▶ _READING TEXT_
Beyond the Bio: Karim Sulayman – In Song Lyrics or Actions, Going to Hell and Back for Love and Picking up a GRAMMY on the Way

Getting one of the music world’s top honors took Athlone Artists’ Karim Sulayman by surprise. Just making it to the Staples Center in 2019 had already surpassed his expectations for his first solo album, Songs of Orpheus, recorded with the premier Baroque ensemble Apollo’s Fire.

The nomination deeply pleased Sulayman, a Lebanese-American tenor whose silky highs and textured lows earned raved reviews. It meant someone had taken the time to really listen. But a Grammy win?

“I thought I was going to a fun party and would meet some fun people,” Sulayman said. “As passionate about this music and as proud of this album as I am, I didn’t expect my first solo disc, of this specialized repertoire in particular, would penetrate the mainstream the way it did.”

Then Sulayman and Apollo’s Fire won the Grammy for Best Classical Solo Vocal Album. That likely could not have happened without Sulayman’s haunting lyrical interpretations of a dozen songs by Claudio Monteverdi and his Italian contemporaries, 16th– and 17th-century poets and musicians who dreamed of capturing the spirit of ancient Greece.

▶ _EXERCISE A_
In the Karim Sulayman profile, what ensemble recorded Songs of Orpheus with him?
▶ _EXERCISE B_
Reproduce the passage of the Karim Sulayman profile starting with "Getting one of" and going on through "ensemble Apollo’s Fire.".

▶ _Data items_

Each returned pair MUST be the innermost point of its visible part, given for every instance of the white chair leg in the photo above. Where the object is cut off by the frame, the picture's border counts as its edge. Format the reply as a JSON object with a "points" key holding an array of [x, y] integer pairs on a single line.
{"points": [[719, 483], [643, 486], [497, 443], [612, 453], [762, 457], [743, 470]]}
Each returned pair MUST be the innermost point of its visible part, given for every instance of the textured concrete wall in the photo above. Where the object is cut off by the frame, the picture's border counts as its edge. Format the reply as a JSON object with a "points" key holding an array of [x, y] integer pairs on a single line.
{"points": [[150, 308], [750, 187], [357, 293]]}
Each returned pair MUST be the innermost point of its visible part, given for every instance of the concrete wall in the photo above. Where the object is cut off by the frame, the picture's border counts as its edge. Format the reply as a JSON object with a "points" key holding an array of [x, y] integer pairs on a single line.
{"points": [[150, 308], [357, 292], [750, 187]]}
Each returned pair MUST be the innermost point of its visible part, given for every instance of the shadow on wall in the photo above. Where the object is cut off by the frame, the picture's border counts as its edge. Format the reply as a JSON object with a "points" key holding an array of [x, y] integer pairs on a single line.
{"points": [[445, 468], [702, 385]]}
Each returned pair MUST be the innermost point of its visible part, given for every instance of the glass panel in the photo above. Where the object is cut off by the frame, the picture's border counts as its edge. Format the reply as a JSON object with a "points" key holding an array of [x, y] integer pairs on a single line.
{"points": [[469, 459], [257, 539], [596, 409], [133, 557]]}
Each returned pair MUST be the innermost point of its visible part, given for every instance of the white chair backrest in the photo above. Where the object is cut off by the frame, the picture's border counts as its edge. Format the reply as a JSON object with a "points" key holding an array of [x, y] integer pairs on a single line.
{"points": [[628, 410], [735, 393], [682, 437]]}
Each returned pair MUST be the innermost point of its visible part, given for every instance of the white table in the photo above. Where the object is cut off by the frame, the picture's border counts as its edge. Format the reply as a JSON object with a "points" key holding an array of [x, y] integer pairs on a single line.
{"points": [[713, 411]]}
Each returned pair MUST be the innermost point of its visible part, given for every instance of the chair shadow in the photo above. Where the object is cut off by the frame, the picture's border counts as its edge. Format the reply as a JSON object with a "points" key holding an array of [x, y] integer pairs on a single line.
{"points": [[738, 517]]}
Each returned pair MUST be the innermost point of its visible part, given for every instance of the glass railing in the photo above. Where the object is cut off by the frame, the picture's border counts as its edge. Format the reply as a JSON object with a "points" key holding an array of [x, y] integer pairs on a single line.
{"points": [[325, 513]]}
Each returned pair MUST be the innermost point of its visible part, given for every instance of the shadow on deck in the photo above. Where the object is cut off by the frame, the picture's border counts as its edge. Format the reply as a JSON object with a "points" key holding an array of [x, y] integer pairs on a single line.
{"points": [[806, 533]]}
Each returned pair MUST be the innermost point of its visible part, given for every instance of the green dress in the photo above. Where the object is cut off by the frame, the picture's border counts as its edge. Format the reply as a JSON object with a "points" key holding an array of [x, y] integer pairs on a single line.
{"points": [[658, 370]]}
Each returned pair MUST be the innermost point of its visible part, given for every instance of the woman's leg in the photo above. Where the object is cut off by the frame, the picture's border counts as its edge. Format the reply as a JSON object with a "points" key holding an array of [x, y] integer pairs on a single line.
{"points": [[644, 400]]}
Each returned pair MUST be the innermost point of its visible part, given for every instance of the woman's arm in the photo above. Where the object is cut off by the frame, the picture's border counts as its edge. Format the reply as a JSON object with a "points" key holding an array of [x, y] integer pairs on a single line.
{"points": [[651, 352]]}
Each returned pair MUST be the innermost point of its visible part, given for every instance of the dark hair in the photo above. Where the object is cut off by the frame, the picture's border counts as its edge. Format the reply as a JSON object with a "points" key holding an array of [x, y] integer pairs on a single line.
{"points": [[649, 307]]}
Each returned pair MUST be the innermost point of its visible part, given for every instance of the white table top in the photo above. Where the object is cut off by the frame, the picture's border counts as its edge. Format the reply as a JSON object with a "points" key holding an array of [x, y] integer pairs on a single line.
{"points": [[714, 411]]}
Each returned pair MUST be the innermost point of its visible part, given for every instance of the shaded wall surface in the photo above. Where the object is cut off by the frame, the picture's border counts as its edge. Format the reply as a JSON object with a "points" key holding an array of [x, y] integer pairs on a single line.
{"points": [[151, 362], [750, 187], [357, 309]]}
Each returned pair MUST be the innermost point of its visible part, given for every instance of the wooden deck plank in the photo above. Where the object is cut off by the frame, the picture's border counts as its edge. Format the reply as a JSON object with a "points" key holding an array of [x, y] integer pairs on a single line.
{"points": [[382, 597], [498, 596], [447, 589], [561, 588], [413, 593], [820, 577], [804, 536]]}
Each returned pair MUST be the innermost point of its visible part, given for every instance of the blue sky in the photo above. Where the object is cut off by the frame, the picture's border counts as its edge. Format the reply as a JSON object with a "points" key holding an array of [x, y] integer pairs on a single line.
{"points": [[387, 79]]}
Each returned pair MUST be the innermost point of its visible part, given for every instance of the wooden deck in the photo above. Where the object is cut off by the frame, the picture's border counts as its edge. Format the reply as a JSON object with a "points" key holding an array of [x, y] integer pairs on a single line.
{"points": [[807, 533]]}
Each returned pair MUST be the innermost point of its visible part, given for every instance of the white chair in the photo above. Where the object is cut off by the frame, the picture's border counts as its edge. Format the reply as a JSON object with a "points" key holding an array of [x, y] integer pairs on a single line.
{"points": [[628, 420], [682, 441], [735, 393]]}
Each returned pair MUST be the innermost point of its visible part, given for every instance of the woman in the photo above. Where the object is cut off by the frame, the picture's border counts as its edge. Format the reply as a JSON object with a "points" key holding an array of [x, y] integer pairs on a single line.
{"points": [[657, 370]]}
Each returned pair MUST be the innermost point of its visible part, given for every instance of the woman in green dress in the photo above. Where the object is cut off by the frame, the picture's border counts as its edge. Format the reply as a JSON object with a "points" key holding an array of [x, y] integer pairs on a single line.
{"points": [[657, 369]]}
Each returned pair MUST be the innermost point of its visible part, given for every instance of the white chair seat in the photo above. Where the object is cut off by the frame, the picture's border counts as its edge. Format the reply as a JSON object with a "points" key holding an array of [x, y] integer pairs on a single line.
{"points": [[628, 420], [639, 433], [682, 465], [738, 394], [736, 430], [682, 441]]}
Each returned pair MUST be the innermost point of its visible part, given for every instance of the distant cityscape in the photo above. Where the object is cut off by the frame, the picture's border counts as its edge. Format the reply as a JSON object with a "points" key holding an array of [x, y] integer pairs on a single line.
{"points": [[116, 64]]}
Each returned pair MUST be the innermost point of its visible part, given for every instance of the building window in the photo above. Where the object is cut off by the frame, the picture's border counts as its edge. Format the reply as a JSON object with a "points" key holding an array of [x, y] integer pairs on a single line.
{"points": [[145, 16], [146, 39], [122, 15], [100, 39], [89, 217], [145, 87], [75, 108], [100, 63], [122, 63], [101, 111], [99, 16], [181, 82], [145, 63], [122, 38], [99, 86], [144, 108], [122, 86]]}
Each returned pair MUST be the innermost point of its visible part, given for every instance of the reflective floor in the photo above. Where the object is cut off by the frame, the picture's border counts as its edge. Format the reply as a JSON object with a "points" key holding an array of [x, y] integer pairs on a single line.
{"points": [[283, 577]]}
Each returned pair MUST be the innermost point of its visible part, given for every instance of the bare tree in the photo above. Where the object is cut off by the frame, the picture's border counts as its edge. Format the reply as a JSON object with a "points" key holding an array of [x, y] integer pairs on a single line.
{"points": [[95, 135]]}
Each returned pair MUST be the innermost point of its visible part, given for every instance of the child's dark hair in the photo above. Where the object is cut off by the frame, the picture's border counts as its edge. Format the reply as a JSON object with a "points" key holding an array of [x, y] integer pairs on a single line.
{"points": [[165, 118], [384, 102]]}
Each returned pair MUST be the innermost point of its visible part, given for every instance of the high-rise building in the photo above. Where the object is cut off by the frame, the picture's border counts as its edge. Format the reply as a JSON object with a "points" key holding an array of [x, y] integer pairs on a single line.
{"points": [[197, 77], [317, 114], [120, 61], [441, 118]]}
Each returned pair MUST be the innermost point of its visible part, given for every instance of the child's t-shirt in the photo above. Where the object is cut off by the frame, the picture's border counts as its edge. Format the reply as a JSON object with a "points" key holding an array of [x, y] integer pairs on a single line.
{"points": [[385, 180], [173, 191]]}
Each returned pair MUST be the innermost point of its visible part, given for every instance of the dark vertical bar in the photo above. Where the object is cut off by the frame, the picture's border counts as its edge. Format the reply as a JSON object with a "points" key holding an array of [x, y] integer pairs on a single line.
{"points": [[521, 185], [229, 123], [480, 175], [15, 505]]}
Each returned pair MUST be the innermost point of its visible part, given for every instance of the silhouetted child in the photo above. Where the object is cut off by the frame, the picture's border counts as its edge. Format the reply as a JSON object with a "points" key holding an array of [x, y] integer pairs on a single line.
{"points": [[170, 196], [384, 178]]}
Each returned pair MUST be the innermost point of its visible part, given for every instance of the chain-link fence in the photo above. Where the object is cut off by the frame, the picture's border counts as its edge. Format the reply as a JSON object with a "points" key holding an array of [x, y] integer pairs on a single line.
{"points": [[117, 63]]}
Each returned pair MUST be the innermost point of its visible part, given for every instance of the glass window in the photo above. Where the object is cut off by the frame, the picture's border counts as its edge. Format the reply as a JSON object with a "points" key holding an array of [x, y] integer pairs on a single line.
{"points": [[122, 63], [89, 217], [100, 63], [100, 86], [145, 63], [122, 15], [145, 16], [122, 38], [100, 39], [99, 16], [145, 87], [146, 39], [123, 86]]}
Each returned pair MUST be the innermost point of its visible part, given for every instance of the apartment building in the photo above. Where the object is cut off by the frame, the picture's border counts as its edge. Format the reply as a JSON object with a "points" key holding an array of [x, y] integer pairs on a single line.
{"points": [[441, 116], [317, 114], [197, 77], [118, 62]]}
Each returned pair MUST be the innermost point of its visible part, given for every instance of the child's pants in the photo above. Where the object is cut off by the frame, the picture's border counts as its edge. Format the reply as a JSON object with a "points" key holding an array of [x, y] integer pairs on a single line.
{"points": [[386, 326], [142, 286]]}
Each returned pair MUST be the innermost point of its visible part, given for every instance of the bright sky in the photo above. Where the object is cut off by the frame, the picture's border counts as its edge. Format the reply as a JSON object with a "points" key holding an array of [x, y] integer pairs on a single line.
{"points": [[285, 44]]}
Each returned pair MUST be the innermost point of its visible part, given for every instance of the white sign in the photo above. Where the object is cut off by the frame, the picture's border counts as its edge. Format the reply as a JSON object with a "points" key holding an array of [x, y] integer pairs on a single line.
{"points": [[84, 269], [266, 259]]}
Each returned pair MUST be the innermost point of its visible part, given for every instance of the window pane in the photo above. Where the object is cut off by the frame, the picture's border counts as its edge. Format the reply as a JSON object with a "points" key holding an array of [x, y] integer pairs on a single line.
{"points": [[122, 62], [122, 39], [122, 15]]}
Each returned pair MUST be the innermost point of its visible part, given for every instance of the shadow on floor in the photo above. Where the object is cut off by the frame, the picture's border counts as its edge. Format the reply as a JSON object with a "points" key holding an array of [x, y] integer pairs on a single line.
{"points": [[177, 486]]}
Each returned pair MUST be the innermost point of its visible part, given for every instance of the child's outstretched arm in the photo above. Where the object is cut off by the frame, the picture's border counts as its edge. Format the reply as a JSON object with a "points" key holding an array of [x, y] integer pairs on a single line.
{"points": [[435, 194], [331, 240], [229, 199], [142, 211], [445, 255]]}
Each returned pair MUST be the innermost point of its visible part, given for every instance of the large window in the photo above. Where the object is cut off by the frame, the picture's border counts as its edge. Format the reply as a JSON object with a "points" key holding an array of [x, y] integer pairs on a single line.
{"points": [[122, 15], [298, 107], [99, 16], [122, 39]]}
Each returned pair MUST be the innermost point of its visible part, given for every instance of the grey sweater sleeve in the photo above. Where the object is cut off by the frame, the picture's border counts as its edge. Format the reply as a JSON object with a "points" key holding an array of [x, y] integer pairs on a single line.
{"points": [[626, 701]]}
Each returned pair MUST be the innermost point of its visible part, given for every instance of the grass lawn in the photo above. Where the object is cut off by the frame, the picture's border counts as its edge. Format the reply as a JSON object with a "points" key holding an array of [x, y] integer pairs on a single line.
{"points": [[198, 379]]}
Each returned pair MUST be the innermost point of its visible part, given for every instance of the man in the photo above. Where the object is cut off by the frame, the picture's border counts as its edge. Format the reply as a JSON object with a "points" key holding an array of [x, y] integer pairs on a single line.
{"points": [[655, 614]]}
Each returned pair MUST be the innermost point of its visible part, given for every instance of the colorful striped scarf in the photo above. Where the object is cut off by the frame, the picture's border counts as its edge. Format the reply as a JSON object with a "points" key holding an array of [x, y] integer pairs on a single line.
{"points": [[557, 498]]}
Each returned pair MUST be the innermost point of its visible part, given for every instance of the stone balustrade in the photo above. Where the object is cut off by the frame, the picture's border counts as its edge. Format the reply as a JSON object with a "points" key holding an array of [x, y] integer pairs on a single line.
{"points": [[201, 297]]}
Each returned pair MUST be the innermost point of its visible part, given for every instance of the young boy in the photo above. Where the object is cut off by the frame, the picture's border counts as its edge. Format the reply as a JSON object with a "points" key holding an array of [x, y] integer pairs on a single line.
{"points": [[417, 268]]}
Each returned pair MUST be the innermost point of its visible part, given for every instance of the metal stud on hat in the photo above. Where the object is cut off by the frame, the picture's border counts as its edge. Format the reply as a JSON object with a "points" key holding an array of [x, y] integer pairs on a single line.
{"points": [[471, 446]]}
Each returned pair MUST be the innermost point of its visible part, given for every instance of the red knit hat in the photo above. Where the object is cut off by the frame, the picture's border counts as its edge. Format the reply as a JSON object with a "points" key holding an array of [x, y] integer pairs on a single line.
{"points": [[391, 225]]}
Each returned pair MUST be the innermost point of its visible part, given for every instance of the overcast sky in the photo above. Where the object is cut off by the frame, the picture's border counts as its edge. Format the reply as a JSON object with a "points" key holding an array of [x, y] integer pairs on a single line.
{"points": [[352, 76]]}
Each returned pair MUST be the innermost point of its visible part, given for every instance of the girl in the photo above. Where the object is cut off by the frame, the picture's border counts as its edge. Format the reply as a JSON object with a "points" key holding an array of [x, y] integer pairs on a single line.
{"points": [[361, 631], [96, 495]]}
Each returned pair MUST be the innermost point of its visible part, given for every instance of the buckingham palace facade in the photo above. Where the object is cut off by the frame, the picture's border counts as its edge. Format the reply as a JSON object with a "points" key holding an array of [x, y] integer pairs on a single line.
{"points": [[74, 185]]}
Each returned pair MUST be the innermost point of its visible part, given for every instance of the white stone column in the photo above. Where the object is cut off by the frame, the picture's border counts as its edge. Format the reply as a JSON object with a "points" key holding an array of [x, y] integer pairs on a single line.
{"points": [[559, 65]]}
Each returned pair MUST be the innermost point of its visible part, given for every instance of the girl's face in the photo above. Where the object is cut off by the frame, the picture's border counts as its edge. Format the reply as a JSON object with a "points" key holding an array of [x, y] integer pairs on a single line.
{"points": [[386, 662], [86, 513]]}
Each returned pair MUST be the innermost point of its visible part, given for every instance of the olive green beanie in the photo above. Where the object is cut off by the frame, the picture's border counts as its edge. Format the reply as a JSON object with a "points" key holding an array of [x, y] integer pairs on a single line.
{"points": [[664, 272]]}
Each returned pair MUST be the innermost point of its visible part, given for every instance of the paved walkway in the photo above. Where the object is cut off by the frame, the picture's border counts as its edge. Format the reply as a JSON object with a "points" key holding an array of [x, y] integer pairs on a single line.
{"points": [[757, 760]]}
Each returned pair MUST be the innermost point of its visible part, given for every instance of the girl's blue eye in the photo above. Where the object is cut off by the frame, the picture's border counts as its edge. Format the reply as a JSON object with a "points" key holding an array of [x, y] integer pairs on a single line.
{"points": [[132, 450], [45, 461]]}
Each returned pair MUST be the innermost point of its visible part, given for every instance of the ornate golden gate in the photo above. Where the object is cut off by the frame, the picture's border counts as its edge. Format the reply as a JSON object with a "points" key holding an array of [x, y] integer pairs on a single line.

▶ _RESPONSE A_
Apollo's Fire, a Baroque ensemble.

▶ _RESPONSE B_
Getting one of the music world’s top honors took Athlone Artists’ Karim Sulayman by surprise. Just making it to the Staples Center in 2019 had already surpassed his expectations for his first solo album, Songs of Orpheus, recorded with the premier Baroque ensemble Apollo’s Fire.